EXERCISE DETAILS: Transcribe every line of the entries below word for word, leaving out the pictures.

DATASET EXTRACT:
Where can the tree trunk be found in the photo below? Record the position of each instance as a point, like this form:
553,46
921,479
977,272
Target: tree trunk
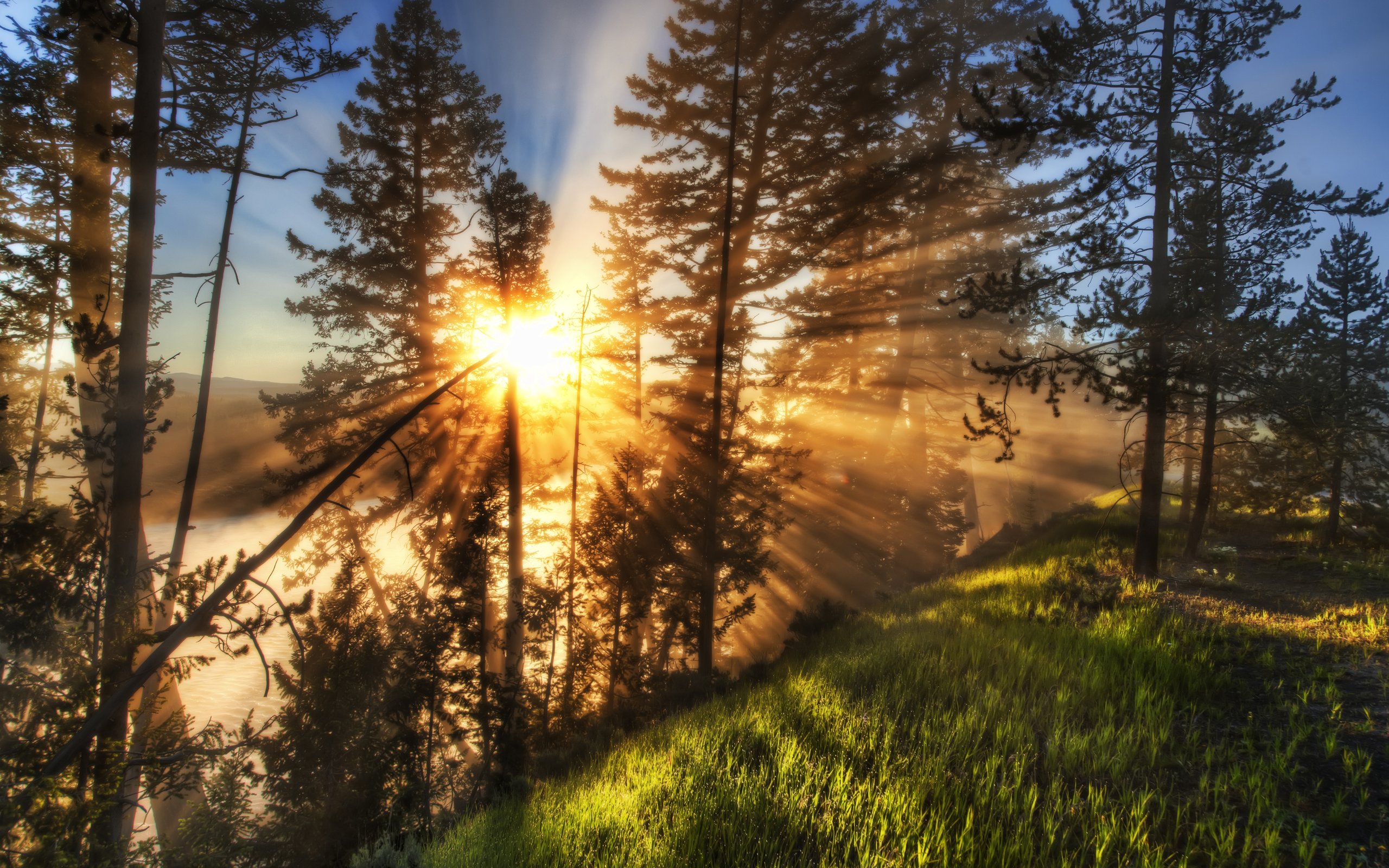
1334,503
1155,437
128,452
36,446
709,584
513,631
617,648
574,517
1206,481
1188,463
909,320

EXERCISE OUTPUT:
Where can the tree trunk be found in the photo below? Record the position of each instance as a point, like this form:
553,46
921,479
977,272
Target: tree trunk
1334,503
1155,437
128,452
36,446
709,584
513,631
617,648
574,517
1206,481
1188,463
909,320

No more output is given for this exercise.